### Tekstfragment
——————————

2.        Landbouw – Gemeenschappelijk landbouwbeleid – Financiering door het EOGFL – Steun voor plattelandsontwikkeling – Regeling van steun bij vervroegde uittreding – Verordening nr. 1257/1999 – Nationale regeling die normale pensioengerechtigde leeftijd afhankelijk stelt van geslacht van aanvrager en, wat vrouwelijke aanvragers betreft, van aantal door betrokkene opgevoede kinderen – Schending van beginselen van gelijke behandeling en non-discriminatie

(Verordening nr. 1257/1999 van de Raad, art. 2, elfde streepje, en 11, lid 1, tweede streepje)

1.        De steun bij vervroegde uittreding waarin verordening nr. 1257/1999 inzake steun voor plattelandsontwikkeling uit het Europees Oriëntatie- en Garantiefonds voor de landbouw (EOGFL) en tot wijziging en intrekking van een aantal verordeningen voorziet, is geen socialezekerheidsprestatie die binnen de werkingssfeer van richtlijn 79/7 betreffende de geleidelijke tenuitvoerlegging van het beginsel van gelijke behandeling van mannen en vrouwen op het gebied van de sociale zekerheid valt, maar een door het EOGFL gefinancierde voorziening van het gemeenschappelijk landbouwbeleid om de levensvatbaarheid van de landbouwbedrijven te garanderen.

——————————

(Items uit de dataset)
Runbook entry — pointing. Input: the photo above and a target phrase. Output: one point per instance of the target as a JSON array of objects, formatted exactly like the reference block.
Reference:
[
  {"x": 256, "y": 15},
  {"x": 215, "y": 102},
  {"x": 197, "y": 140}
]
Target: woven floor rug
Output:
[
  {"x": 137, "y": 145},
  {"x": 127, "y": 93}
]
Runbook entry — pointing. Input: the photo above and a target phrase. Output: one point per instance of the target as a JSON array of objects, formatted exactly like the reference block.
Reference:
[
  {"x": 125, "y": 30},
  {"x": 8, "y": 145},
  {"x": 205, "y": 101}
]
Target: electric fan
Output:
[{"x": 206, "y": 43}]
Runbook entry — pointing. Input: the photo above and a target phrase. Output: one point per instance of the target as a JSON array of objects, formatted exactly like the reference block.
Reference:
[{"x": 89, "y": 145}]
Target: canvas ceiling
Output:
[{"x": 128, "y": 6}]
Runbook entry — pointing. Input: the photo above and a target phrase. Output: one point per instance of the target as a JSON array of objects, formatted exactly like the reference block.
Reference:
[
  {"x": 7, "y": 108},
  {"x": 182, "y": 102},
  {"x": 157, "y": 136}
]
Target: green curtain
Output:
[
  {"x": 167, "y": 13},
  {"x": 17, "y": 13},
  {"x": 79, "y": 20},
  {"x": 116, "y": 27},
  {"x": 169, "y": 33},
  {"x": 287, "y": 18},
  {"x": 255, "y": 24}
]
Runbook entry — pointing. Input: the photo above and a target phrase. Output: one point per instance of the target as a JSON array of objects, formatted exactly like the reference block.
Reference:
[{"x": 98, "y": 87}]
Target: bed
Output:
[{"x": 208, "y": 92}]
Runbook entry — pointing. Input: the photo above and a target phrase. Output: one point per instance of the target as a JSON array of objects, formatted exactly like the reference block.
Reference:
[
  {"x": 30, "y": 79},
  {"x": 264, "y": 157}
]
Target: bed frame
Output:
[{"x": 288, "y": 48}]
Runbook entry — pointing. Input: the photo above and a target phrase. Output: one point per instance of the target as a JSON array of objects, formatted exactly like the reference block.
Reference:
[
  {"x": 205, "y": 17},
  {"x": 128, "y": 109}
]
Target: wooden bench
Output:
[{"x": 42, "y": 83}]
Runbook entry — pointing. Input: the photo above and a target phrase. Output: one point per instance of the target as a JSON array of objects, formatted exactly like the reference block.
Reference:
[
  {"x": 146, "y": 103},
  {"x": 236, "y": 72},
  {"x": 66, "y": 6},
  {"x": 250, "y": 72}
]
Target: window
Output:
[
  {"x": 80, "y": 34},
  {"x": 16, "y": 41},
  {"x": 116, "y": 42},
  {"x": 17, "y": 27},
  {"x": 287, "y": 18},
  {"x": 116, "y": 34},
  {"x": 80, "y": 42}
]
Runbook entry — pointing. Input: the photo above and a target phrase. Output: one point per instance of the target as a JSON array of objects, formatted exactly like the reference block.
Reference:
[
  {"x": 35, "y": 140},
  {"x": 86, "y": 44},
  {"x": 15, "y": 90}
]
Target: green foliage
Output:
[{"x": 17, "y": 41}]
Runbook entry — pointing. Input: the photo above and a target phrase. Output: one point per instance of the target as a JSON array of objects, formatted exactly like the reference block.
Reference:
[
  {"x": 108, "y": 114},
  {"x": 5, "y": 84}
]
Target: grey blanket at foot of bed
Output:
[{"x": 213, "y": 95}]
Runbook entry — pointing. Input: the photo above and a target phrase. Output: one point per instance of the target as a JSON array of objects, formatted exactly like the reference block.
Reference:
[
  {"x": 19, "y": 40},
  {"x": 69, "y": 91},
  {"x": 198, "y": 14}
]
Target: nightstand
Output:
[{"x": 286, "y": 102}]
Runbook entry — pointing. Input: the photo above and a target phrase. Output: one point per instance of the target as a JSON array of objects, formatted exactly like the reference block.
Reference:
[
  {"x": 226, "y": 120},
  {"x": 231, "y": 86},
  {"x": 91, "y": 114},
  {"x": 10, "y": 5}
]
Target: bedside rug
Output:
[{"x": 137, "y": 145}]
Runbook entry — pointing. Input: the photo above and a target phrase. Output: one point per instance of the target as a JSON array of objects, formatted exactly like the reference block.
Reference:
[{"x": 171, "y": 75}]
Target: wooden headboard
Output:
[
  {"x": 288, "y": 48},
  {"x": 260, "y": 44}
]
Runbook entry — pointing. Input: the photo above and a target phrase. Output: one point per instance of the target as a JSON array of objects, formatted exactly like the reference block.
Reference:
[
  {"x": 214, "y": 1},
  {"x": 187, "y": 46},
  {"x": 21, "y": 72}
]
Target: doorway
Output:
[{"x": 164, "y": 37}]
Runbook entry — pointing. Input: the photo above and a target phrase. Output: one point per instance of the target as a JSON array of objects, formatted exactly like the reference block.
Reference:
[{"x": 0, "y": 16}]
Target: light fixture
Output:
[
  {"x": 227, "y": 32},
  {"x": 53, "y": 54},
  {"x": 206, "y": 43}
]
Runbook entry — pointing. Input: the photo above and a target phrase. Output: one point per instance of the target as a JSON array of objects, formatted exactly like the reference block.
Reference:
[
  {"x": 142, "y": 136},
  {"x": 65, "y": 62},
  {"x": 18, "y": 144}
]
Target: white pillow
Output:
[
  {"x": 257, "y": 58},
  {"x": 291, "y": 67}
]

——————————

### Opdracht
Wat is de steun bij vervroegde uittreding volgens het tekstfragment over plattelandsontwikkeling, in plaats van een socialezekerheidsprestatie?

### Verwacht antwoord
Een door het EOGFL gefinancierde voorziening van het gemeenschappelijk landbouwbeleid om de levensvatbaarheid van de landbouwbedrijven te garanderen.